— Begin Material for this exercise —

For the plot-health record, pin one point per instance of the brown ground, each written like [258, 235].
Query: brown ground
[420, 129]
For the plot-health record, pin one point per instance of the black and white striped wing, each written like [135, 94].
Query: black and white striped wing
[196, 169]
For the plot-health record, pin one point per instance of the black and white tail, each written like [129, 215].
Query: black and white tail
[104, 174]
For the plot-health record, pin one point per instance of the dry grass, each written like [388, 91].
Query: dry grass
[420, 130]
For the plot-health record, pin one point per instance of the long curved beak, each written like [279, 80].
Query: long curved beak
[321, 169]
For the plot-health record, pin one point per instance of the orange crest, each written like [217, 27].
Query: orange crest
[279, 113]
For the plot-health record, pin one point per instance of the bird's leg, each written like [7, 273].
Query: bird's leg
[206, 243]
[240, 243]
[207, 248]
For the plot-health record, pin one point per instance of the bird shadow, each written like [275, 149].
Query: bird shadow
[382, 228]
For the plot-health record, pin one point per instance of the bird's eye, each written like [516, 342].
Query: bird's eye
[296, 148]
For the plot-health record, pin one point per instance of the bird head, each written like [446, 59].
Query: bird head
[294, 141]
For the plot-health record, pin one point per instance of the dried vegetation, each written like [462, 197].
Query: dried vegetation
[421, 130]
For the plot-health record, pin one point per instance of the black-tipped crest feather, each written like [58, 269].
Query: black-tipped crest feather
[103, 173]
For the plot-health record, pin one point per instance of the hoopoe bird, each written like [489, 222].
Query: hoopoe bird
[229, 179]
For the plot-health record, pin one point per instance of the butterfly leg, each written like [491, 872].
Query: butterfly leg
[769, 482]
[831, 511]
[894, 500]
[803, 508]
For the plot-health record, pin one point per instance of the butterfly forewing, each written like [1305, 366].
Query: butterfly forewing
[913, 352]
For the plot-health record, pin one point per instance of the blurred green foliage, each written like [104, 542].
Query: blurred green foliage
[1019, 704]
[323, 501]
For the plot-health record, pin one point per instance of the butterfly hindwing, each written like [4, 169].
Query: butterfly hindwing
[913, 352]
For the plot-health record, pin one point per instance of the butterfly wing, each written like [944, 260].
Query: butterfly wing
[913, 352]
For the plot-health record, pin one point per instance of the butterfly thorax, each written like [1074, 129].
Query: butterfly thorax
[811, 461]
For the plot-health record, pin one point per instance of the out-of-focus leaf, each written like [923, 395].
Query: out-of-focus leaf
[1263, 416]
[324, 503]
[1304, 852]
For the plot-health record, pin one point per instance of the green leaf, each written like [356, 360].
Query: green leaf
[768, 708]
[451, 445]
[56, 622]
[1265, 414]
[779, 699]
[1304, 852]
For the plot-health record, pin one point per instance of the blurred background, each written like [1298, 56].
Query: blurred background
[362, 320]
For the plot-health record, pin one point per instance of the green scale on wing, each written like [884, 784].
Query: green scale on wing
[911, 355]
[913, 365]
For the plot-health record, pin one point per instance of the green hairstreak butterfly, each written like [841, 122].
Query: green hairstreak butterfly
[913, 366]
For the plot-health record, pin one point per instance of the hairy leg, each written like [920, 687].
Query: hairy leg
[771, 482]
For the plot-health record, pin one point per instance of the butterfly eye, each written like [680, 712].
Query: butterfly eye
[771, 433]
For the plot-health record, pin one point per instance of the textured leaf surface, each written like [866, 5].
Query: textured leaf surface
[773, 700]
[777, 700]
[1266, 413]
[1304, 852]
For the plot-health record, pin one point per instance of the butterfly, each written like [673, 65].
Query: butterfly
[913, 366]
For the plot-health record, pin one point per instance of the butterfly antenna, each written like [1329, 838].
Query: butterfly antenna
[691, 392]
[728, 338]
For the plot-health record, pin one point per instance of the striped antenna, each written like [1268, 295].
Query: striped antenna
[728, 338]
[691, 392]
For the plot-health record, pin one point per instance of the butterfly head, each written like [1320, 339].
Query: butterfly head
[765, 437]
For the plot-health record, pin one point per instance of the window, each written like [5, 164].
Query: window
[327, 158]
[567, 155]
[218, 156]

— End Material for this exercise —

[Exercise objective]: Rewrite all the rows above, switching every "plot-health record" to "field survey log" and changing nothing else.

[Solution]:
For the field survey log, pin one point per instance of the brown ground, each written like [258, 235].
Query: brown ground
[420, 129]
For the field survey log, pin one point per instance of the black and white striped wing, each written like [135, 94].
Query: black and white striped wing
[196, 169]
For the field survey log, pin one point per instance of the black and white tail, each written like [129, 215].
Query: black and white tail
[104, 174]
For the field survey log, pin one point per instance of the dry grass, each written like [388, 91].
Query: dry grass
[420, 130]
For the field survey log, pin one point per instance of the long curved beak, each written like [279, 80].
Query: long curved beak
[321, 169]
For the field survey log, pin one point per instance of the orange crest, each written like [217, 27].
Query: orange crest
[279, 113]
For the field survey log, pin one point per instance of the bird's leg, each written like [7, 273].
Query: bird's leg
[206, 243]
[240, 243]
[207, 248]
For the field survey log, pin one point per instance of the bird shadow, each written like [275, 149].
Query: bird shadow
[382, 228]
For the field survey log, pin one point per instance of the bird's eye, each written like [516, 342].
Query: bird's eye
[296, 148]
For the field survey log, pin one point per instance of the bird head, each written like [446, 59].
Query: bird head
[294, 141]
For the field survey log, pin one point per instance of the dried vegetation, each written like [462, 197].
Query: dried vegetation
[421, 130]
For the field survey log, pin one point per instance of the black-tipped crest feather, each written like [58, 269].
Query: black-tipped crest feather
[103, 173]
For the field survey log, pin one point per instance of the hoopoe bird, each written like [489, 222].
Query: hoopoe bird
[229, 179]
For the field survey log, pin one point per instance of the butterfly leg, each written like [491, 872].
Query: butterfly leg
[769, 482]
[831, 511]
[894, 500]
[803, 508]
For the field survey log, pin one point per instance of the butterfly forewing, each written like [1305, 366].
Query: butterfly forewing
[913, 352]
For the field survey log, pin one point per instance of the blurred green foliage, each written like [104, 542].
Query: blurred green foliage
[1019, 704]
[323, 501]
For the field survey log, pin one point per instance of the butterfly hindwing, each written like [4, 169].
Query: butterfly hindwing
[913, 352]
For the field survey log, pin one point per instance of the butterfly wing, each written like [944, 260].
Query: butterfly wing
[913, 352]
For the field survey log, pin one point per instance of the butterfly thorax, each written like [1074, 129].
Query: butterfly thorax
[811, 461]
For the field survey log, pin one point per instance of the out-of-focus leaf, each written like [923, 395].
Query: out-of-focus leaf
[1263, 416]
[324, 503]
[1304, 852]
For the field survey log, pin one point per instance of the green leaf, each written like [356, 360].
Query: green leaf
[768, 708]
[451, 445]
[56, 622]
[1265, 414]
[779, 699]
[1304, 852]
For the field survey log, pin one point per instance of the blurred background, each written like [1298, 56].
Query: blurred background
[362, 320]
For the field survey log, pin one point per instance of the green scale on wing, each written like [884, 784].
Query: green scale on wing
[911, 355]
[913, 365]
For the field survey log, pin one point per instance of the green hairstreak butterfly, each written like [841, 122].
Query: green hairstreak butterfly
[913, 366]
For the field survey log, pin one point per instance of the hairy leg, each written like [920, 687].
Query: hairy leg
[771, 482]
For the field survey log, pin one point per instance of the butterfly eye, each written like [680, 712].
Query: butterfly eye
[771, 433]
For the field survey log, pin one point per instance of the textured leaf surface, each written like [866, 5].
Query: textured leaf surface
[773, 700]
[777, 700]
[1266, 413]
[1304, 852]
For the field survey log, pin one point per instance of the butterfly, each written like [673, 65].
Query: butterfly
[913, 366]
For the field survey log, pin one point per instance of the butterfly antenna, each written like [1329, 838].
Query: butterfly antenna
[691, 392]
[728, 338]
For the field survey log, pin one point per instance of the striped antenna, each written like [1268, 295].
Query: striped antenna
[728, 338]
[691, 392]
For the field survey log, pin one point per instance of the butterfly head, each written like [1320, 339].
Query: butterfly head
[765, 437]
For the field survey log, pin one point per instance of the window, each written like [5, 164].
Query: window
[327, 158]
[567, 155]
[218, 156]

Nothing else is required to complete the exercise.